- **TEXT SEGMENT**:
As they seek to shrug off the effects of the pandemic, business ecosystems in many countries are facing the risks of sclerotic, regressive torpor or accelerated creative destruction. Indecisive or misguided leadership has the potential to exacerbate these trends, causing ripples through the global economy and locking in catastrophic outcomes. Indeed, a disorderly shakeout would precipitate economic stagnation in advanced economies and lost potential in emerging and developing markets, greater bifurcation between major and minor companies and the collapse of millions of small businesses, and more inequality and attrition of long-term global sustainable development imperatives.
With governments still deliberating how best to pivot away from the current emergency footing that they have created beneath much of the world’s economy and workforce, and with companies anticipating a much-changed business landscape in the future, avoiding these potential outcomes is critical to maintaining the long-term sustainability and resilience of businesses.
A disruptive trilemma
New challenges to doing business are likely to emerge from three key sources: national agendas, technology that is running riot, and heightened public scrutiny.

- **TASKS TO COMPLETE**:
[a] Answer these questions using the passage on post-pandemic business risks:
(i) What two risks are business ecosystems in many countries facing?
(ii) What kind of leadership could exacerbate these trends?
(iii) What three key sources are new challenges to doing business likely to come from?
[b] Pick up the passage on post-pandemic business risks after its last sentence and continue it.
The data that follows has no connection to the passage on post-pandemic business risks.

- **RECORDS PROVIDED**:
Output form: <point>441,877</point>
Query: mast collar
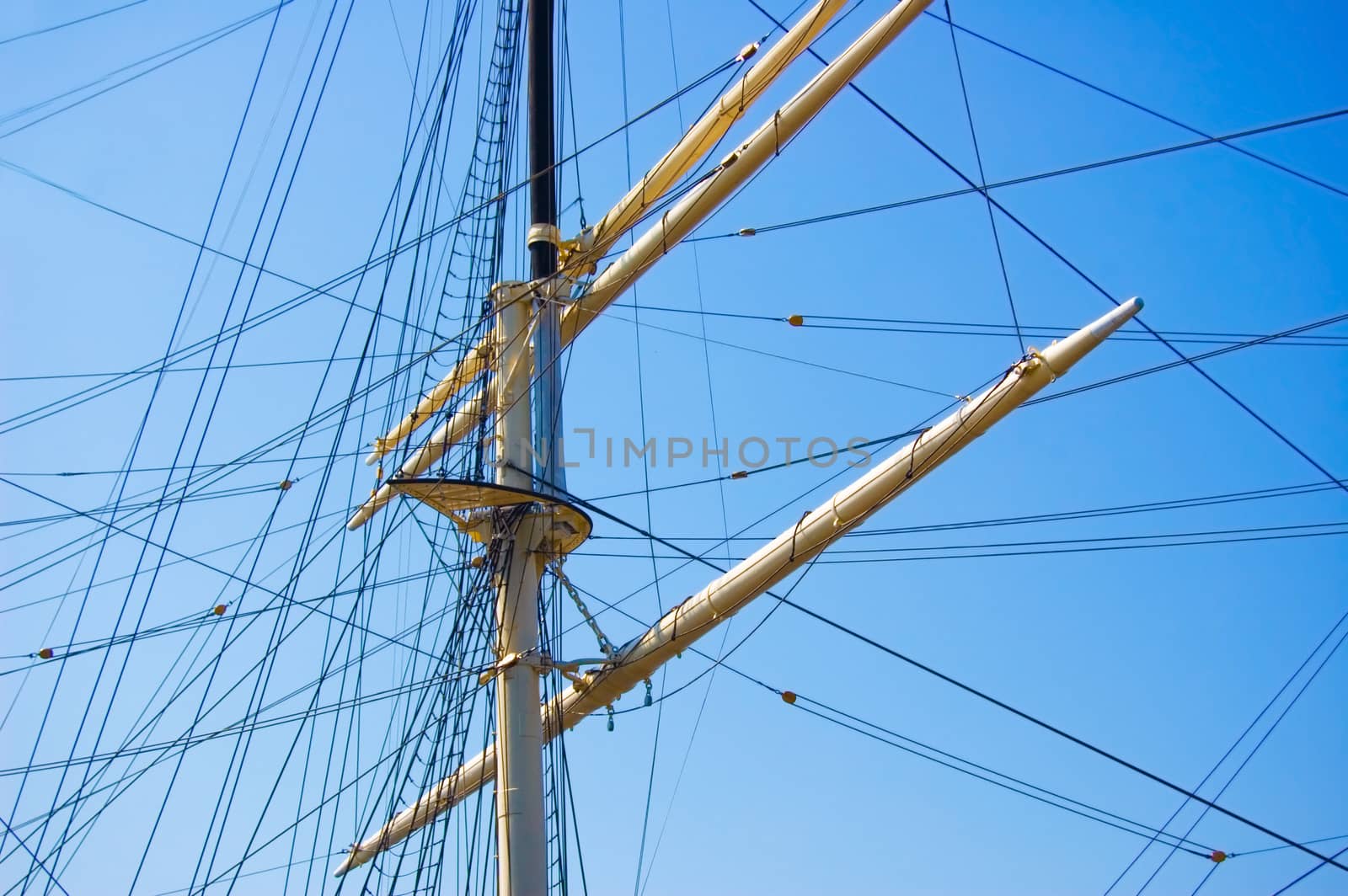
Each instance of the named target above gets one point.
<point>543,233</point>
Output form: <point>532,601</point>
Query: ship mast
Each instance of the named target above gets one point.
<point>523,514</point>
<point>521,835</point>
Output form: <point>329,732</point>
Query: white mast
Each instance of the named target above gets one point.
<point>752,577</point>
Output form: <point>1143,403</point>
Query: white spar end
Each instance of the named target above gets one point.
<point>1060,356</point>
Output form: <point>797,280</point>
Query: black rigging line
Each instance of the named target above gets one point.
<point>1076,269</point>
<point>1323,862</point>
<point>1255,748</point>
<point>67,24</point>
<point>146,417</point>
<point>38,861</point>
<point>983,179</point>
<point>721,662</point>
<point>1031,179</point>
<point>961,328</point>
<point>970,689</point>
<point>310,293</point>
<point>193,45</point>
<point>1139,107</point>
<point>1060,732</point>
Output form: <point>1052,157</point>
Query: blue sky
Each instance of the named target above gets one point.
<point>1163,655</point>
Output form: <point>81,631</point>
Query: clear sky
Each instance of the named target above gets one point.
<point>1157,635</point>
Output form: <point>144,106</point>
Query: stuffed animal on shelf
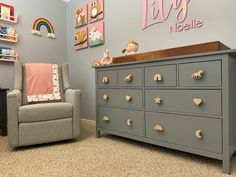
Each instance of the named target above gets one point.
<point>131,48</point>
<point>106,60</point>
<point>80,37</point>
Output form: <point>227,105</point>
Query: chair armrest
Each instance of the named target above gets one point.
<point>73,97</point>
<point>13,103</point>
<point>15,95</point>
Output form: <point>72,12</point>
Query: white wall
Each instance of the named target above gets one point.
<point>32,48</point>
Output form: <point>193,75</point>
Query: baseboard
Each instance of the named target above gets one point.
<point>89,121</point>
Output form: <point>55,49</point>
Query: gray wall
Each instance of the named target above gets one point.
<point>32,48</point>
<point>123,22</point>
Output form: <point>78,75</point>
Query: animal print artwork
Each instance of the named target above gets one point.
<point>81,17</point>
<point>81,38</point>
<point>96,10</point>
<point>96,34</point>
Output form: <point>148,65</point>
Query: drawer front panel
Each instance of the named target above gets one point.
<point>130,77</point>
<point>161,76</point>
<point>107,78</point>
<point>195,132</point>
<point>187,101</point>
<point>122,120</point>
<point>120,97</point>
<point>200,74</point>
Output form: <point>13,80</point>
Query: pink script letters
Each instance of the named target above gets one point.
<point>156,8</point>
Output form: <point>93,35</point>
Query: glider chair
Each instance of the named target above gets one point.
<point>47,121</point>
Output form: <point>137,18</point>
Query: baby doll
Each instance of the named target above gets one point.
<point>131,48</point>
<point>105,60</point>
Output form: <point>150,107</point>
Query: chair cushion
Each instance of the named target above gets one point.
<point>45,112</point>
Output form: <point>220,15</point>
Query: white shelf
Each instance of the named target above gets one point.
<point>15,18</point>
<point>9,40</point>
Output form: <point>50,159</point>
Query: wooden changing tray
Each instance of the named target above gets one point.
<point>185,50</point>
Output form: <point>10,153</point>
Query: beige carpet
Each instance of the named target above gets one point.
<point>109,156</point>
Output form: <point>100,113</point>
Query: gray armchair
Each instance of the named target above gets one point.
<point>30,124</point>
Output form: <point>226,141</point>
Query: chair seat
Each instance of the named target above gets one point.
<point>45,112</point>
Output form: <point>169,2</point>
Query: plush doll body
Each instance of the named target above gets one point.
<point>106,60</point>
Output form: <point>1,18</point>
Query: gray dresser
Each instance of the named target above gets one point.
<point>186,103</point>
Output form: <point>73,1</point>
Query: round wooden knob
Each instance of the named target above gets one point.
<point>128,98</point>
<point>158,100</point>
<point>198,75</point>
<point>159,128</point>
<point>106,119</point>
<point>105,79</point>
<point>128,78</point>
<point>105,97</point>
<point>197,101</point>
<point>157,77</point>
<point>199,134</point>
<point>130,122</point>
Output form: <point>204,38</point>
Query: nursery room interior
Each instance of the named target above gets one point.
<point>128,88</point>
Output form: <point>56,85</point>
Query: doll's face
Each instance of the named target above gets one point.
<point>132,48</point>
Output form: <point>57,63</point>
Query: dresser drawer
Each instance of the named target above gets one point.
<point>161,76</point>
<point>200,74</point>
<point>130,77</point>
<point>186,101</point>
<point>120,97</point>
<point>122,120</point>
<point>195,132</point>
<point>107,78</point>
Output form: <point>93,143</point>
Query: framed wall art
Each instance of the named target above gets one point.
<point>81,16</point>
<point>81,38</point>
<point>96,34</point>
<point>96,10</point>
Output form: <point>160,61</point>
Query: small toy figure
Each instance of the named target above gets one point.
<point>106,60</point>
<point>131,48</point>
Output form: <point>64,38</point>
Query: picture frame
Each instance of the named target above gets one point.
<point>81,38</point>
<point>96,10</point>
<point>6,12</point>
<point>81,16</point>
<point>96,34</point>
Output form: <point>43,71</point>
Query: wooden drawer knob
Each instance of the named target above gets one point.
<point>128,98</point>
<point>159,128</point>
<point>105,97</point>
<point>157,77</point>
<point>199,134</point>
<point>198,75</point>
<point>197,101</point>
<point>106,119</point>
<point>130,122</point>
<point>158,100</point>
<point>105,80</point>
<point>128,78</point>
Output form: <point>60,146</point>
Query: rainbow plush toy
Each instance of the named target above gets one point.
<point>43,22</point>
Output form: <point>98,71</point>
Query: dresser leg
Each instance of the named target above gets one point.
<point>98,134</point>
<point>226,165</point>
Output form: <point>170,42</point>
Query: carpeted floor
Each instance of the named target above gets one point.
<point>109,156</point>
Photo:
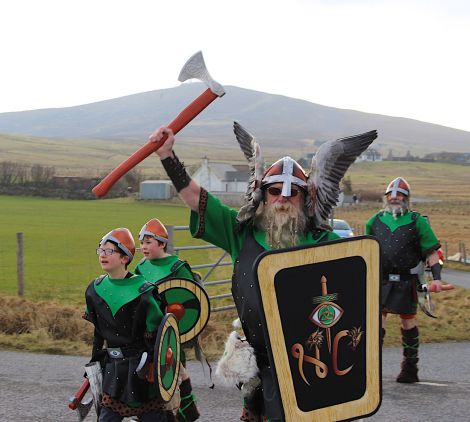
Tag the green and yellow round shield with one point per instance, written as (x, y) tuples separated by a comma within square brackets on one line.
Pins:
[(189, 302), (167, 357)]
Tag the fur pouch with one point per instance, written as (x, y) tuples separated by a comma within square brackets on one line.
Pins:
[(238, 363)]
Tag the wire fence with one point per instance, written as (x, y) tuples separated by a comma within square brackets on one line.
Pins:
[(41, 275)]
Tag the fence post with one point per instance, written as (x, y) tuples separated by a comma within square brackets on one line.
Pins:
[(171, 244), (20, 263)]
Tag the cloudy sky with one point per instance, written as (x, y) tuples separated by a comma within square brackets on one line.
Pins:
[(407, 58)]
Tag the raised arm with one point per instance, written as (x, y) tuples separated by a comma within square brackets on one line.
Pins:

- **ANSWERS TO THE EXERCISES**:
[a]
(i) Sclerotic, regressive torpor or accelerated creative destruction.
(ii) Indecisive or misguided leadership.
(iii) National agendas, technology that is running riot, and heightened public scrutiny.

[b]
Nationally focused agendas
The pandemic has strengthened the mandate of states to safeguard national economic well-being. Both survival and recovery are critical, and pressure is mounting to ensure both aspects in a post-pandemic world while at the same time keeping a firm eye on national security. How governments manage the challenge of stemming the losses arising from COVID-19 while prioritizing future-oriented stimulus packages will shape the risks that individual companies face.
Micro, small and medium-sized enterprises (MSMEs) have been hardest hit by COVID-19. They are often collectively the largest employers in a country: in China, for example, they generate around 80% of employment. An estimated 18% of companies in China went bust between February and May.1 In the United States, 20% of firms with fewer than 500 employees closed permanently between March and August.2 Many that survived the initial lockdowns remain dependent on state support—the result of continuing restrictions and decreased consumer confidence.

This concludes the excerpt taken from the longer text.